### TO DO
In the entries below, count every line containing "dark". Reply with the number alone.

-------------------------

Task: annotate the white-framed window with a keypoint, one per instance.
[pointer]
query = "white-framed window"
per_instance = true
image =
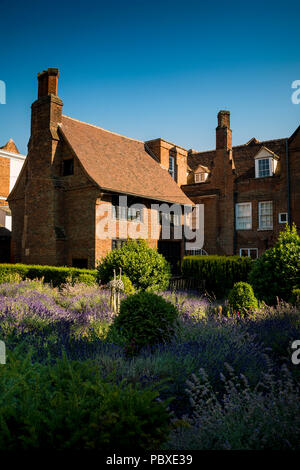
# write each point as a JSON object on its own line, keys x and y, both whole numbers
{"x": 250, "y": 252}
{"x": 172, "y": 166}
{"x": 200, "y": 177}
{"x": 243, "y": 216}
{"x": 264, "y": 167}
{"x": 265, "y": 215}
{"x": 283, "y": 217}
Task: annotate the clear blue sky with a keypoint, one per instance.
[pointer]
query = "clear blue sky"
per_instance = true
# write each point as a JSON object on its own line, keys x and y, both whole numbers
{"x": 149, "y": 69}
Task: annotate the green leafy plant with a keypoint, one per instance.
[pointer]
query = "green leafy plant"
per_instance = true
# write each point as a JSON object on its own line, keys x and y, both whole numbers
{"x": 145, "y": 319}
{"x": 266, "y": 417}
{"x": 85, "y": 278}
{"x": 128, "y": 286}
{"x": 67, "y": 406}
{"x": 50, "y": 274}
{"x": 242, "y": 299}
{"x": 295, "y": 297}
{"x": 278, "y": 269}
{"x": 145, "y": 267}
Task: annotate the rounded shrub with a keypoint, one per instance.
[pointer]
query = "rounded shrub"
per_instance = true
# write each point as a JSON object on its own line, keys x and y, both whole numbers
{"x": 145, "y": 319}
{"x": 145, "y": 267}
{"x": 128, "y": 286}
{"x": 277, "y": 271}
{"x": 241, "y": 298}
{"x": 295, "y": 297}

-------------------------

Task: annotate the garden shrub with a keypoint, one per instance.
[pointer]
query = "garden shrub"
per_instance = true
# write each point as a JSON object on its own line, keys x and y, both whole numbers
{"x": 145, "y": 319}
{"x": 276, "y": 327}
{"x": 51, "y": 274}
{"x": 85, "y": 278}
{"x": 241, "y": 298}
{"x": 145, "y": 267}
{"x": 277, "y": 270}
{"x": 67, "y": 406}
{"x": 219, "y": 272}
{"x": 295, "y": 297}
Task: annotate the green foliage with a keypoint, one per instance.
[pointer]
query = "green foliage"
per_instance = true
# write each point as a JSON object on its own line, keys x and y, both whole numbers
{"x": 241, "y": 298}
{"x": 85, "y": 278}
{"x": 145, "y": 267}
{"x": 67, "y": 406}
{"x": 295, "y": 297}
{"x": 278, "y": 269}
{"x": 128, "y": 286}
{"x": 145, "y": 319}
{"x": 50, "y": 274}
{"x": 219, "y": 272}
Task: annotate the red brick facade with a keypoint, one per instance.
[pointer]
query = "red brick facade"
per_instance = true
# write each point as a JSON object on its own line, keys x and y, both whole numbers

-------------------------

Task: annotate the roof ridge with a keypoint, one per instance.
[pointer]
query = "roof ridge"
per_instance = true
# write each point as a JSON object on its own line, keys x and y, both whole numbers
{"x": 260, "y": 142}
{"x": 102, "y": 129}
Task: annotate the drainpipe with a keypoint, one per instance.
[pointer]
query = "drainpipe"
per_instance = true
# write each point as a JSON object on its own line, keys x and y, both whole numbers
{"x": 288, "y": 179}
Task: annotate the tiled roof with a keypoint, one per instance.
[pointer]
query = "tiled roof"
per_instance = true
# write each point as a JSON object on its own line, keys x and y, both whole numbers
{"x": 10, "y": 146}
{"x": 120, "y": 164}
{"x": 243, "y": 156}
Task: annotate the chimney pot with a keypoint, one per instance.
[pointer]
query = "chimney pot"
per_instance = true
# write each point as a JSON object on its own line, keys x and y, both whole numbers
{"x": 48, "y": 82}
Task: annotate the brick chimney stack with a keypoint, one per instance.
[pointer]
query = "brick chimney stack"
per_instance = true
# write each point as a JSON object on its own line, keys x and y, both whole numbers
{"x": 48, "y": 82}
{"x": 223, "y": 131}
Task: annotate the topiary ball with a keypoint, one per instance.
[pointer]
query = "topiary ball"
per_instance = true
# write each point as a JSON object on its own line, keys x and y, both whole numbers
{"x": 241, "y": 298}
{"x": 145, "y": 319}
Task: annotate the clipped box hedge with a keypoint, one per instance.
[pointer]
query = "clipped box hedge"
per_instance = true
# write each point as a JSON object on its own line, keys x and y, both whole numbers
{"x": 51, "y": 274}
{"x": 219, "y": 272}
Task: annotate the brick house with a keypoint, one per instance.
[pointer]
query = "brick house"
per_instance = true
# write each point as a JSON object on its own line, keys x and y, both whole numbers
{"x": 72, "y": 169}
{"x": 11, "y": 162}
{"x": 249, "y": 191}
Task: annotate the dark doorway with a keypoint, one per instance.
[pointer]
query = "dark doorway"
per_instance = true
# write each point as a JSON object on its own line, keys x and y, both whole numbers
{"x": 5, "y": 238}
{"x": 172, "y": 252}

-------------------------

### ANSWER TO THE PROBLEM
2